| Material for this exercise |
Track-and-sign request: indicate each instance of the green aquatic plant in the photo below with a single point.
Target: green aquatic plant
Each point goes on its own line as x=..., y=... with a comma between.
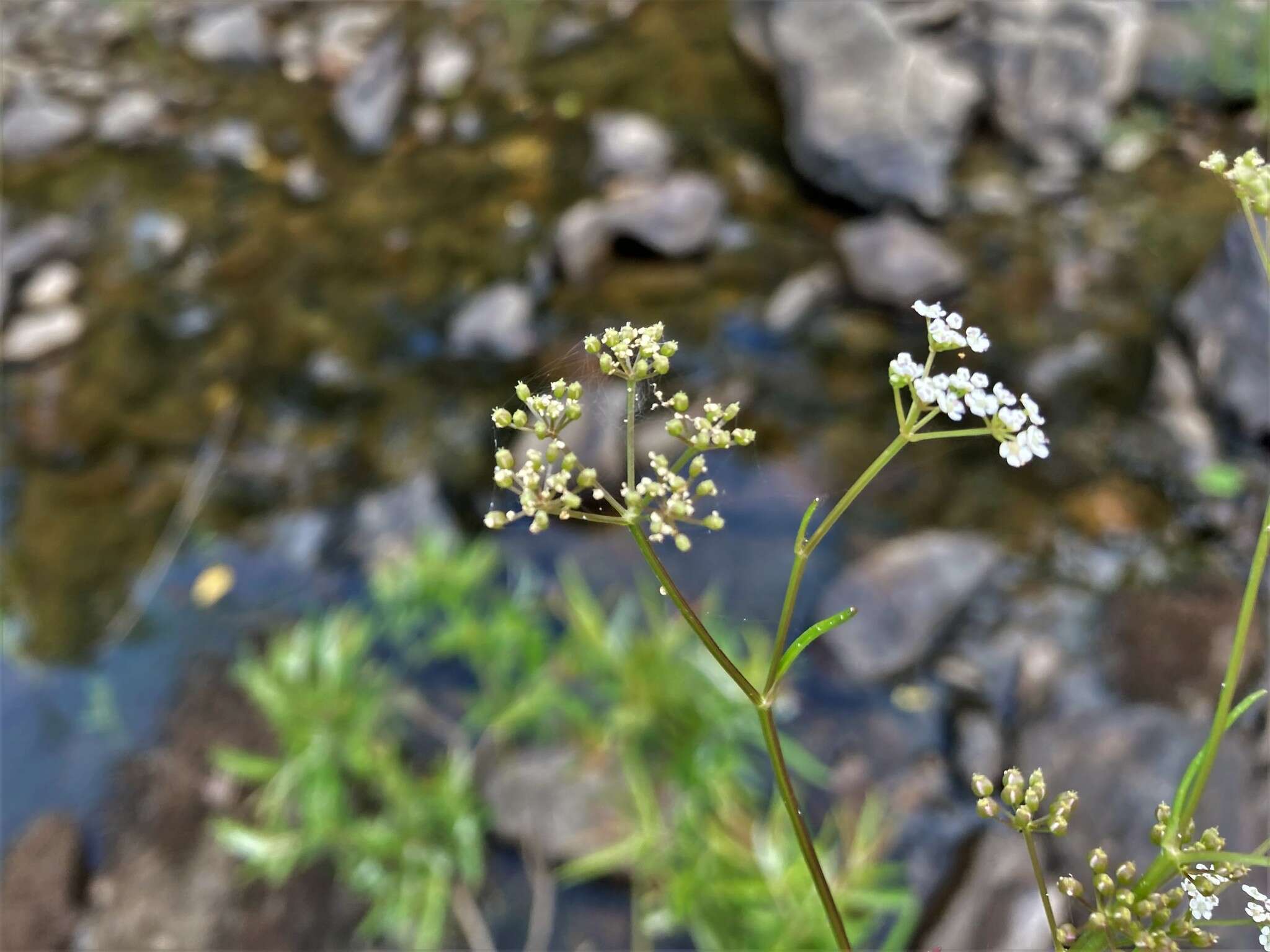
x=624, y=685
x=1174, y=899
x=672, y=499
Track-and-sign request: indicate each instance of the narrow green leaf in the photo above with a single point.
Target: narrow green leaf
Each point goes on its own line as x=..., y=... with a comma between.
x=807, y=638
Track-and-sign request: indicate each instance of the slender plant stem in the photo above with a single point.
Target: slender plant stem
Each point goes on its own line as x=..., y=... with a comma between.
x=1043, y=889
x=630, y=434
x=691, y=617
x=1232, y=669
x=856, y=489
x=801, y=831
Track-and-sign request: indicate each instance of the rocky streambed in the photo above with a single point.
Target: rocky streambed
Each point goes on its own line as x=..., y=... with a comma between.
x=299, y=250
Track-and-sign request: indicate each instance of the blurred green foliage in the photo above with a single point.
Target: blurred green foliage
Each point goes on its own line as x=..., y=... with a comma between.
x=709, y=853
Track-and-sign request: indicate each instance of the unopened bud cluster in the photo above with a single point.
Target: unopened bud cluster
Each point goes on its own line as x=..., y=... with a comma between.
x=1020, y=803
x=550, y=482
x=633, y=353
x=1249, y=177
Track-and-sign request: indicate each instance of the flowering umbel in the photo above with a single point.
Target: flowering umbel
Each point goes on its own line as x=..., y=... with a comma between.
x=551, y=483
x=1014, y=421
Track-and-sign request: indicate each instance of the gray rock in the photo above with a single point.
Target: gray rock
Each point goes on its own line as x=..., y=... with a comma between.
x=36, y=334
x=37, y=123
x=676, y=219
x=234, y=33
x=1059, y=69
x=582, y=239
x=346, y=35
x=906, y=592
x=388, y=524
x=446, y=65
x=894, y=260
x=51, y=286
x=367, y=102
x=41, y=890
x=561, y=804
x=629, y=144
x=230, y=143
x=130, y=118
x=155, y=238
x=52, y=236
x=871, y=115
x=498, y=320
x=1226, y=320
x=801, y=295
x=566, y=33
x=304, y=182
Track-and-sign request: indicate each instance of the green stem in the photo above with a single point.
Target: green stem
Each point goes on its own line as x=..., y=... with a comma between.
x=1232, y=671
x=801, y=831
x=646, y=549
x=1044, y=891
x=856, y=489
x=630, y=434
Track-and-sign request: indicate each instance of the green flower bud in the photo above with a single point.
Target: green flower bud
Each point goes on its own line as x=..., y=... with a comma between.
x=1071, y=886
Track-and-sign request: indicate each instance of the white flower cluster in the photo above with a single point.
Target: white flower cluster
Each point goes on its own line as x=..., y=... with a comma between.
x=553, y=410
x=633, y=353
x=544, y=490
x=944, y=330
x=706, y=432
x=1259, y=912
x=1249, y=175
x=1202, y=907
x=1014, y=421
x=671, y=499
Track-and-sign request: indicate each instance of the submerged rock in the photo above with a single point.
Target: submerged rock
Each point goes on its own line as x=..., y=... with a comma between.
x=498, y=320
x=130, y=118
x=1223, y=315
x=38, y=123
x=894, y=260
x=36, y=334
x=42, y=885
x=676, y=219
x=629, y=144
x=906, y=592
x=51, y=286
x=225, y=33
x=1059, y=69
x=871, y=116
x=367, y=102
x=446, y=65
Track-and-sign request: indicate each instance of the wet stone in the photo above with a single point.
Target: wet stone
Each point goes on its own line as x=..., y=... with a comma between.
x=229, y=35
x=894, y=260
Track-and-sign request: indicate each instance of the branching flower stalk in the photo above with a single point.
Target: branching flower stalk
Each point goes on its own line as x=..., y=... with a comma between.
x=1141, y=910
x=672, y=496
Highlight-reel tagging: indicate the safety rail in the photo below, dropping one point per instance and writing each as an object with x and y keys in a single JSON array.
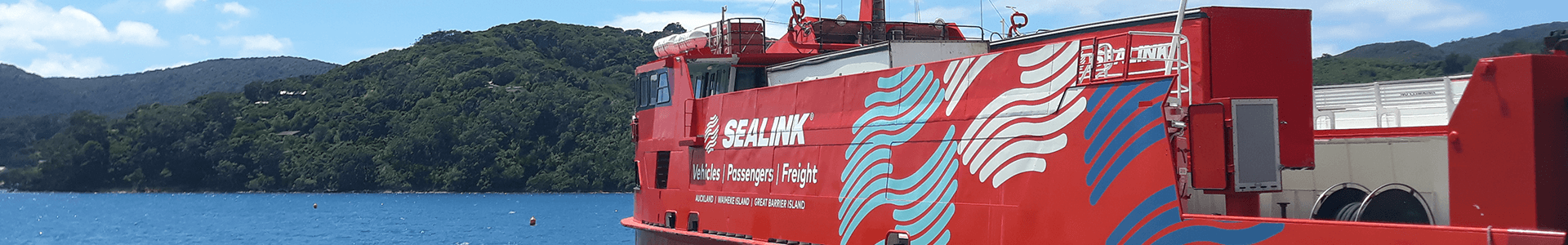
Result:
[
  {"x": 1175, "y": 65},
  {"x": 1388, "y": 104},
  {"x": 737, "y": 35}
]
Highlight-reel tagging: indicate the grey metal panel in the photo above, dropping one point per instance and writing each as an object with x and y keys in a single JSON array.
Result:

| What you have to do |
Copy the listing above word for word, omitting the pictures.

| The answer |
Track-and-sign request: indicate each instance of the green aquatic plant in the photo below with a single point.
Target: green aquatic plant
Each point goes on its own line as x=..., y=... with a comma between.
x=624, y=685
x=1174, y=899
x=672, y=499
Track-and-sign request: indicate each instance of the narrow green leaf in the photo above with a single point.
Target: narrow green leaf
Each point goes on its own line as x=..., y=... with a comma between.
x=807, y=638
Track-and-sign request: indicate each instance of the slender plant stem in the photo above with a single point.
Target: slender plant stem
Each point goes on its own line as x=..., y=... with a comma between.
x=1043, y=889
x=630, y=434
x=691, y=617
x=1232, y=669
x=856, y=489
x=801, y=831
Track-and-sign request: indicate each instance of the rocky streambed in the photo above with a single point.
Target: rocky streambed
Each point goes on its own line as x=..., y=... with a comma between.
x=299, y=250
Track-and-sign request: indicate each instance of the blurred green foliage in the photo above with a single point.
Target: blurred green foliage
Each point goes on its own line as x=..., y=... with a comma between.
x=709, y=853
Track-and-sign request: indicate each instance of the unopened bud cluster in the photo above with a single point.
Target: unopened bud cluster
Each point goes on its own line as x=..., y=... with a comma between.
x=1020, y=803
x=550, y=482
x=633, y=353
x=1249, y=177
Track-and-sign request: indicate each instance of the flowering umbel in the photo above with a single point.
Target: flowering umbel
Each point goes on its own line as x=..., y=... with a comma between.
x=551, y=483
x=1014, y=421
Track-and-sign request: indicate each instance of the gray rock in the photo above with a single point.
Target: gray rock
Each point goes on its own line as x=..., y=... with a comma between.
x=36, y=334
x=37, y=123
x=676, y=219
x=234, y=33
x=1059, y=69
x=582, y=239
x=346, y=35
x=906, y=592
x=388, y=524
x=446, y=65
x=894, y=260
x=51, y=286
x=367, y=102
x=41, y=890
x=561, y=804
x=629, y=144
x=230, y=143
x=130, y=118
x=155, y=238
x=52, y=236
x=871, y=115
x=498, y=320
x=1226, y=320
x=801, y=295
x=566, y=33
x=304, y=182
Track-and-sign request: indicate each instance of the green stem in the photo above with a single point.
Target: green stem
Each point goes on its own line as x=..., y=... with a comma between.
x=1232, y=671
x=801, y=831
x=646, y=549
x=1044, y=891
x=856, y=489
x=630, y=434
Track-and-sign request: indicate each instance of the green flower bud in the photo above with a single point.
Target: green flower bud
Each point goes on its own line as x=..., y=... with a comma between.
x=1071, y=886
Track-and-sign request: indicate each instance of the white flower cluster in the photo above with a single point.
Target: white flower cluster
Each point goes on its own line as x=..., y=... with a comma between.
x=553, y=410
x=633, y=353
x=544, y=490
x=944, y=330
x=706, y=432
x=1259, y=912
x=1249, y=175
x=1202, y=907
x=1014, y=421
x=671, y=499
Track-and-sign request: indicate each instance of the submerged rock in the photo above with a single point.
Target: submerged rock
Each point goes on its own line as x=..., y=... with a comma between.
x=498, y=320
x=130, y=118
x=1223, y=315
x=38, y=123
x=894, y=260
x=36, y=334
x=42, y=885
x=676, y=219
x=629, y=144
x=906, y=592
x=51, y=286
x=225, y=33
x=1059, y=69
x=871, y=116
x=367, y=102
x=446, y=65
Track-and-sign request: indicate each instance of the wet stone in the photo above with a single point.
Target: wet stone
Each point goes on its own line as x=..., y=... with a comma between.
x=229, y=35
x=894, y=260
Track-and-sign request: indicate each instance of the branching flower stalk in the photo above with a single point.
Target: branching flower stalk
Each point goes on its own line as x=..., y=... with a comma between.
x=1141, y=910
x=672, y=496
Highlight-reel tagging: indicate the safety rail in the photo below, dropping one point per instance and writing each as an object with x and y keys in a single JSON array.
Result:
[
  {"x": 1175, "y": 65},
  {"x": 1388, "y": 104},
  {"x": 737, "y": 35}
]
Highlight-reel tagging: indicate the grey metal panel in the photo above, dropping one point per instance and writing each as an object with x and y keys in a single JSON array.
Result:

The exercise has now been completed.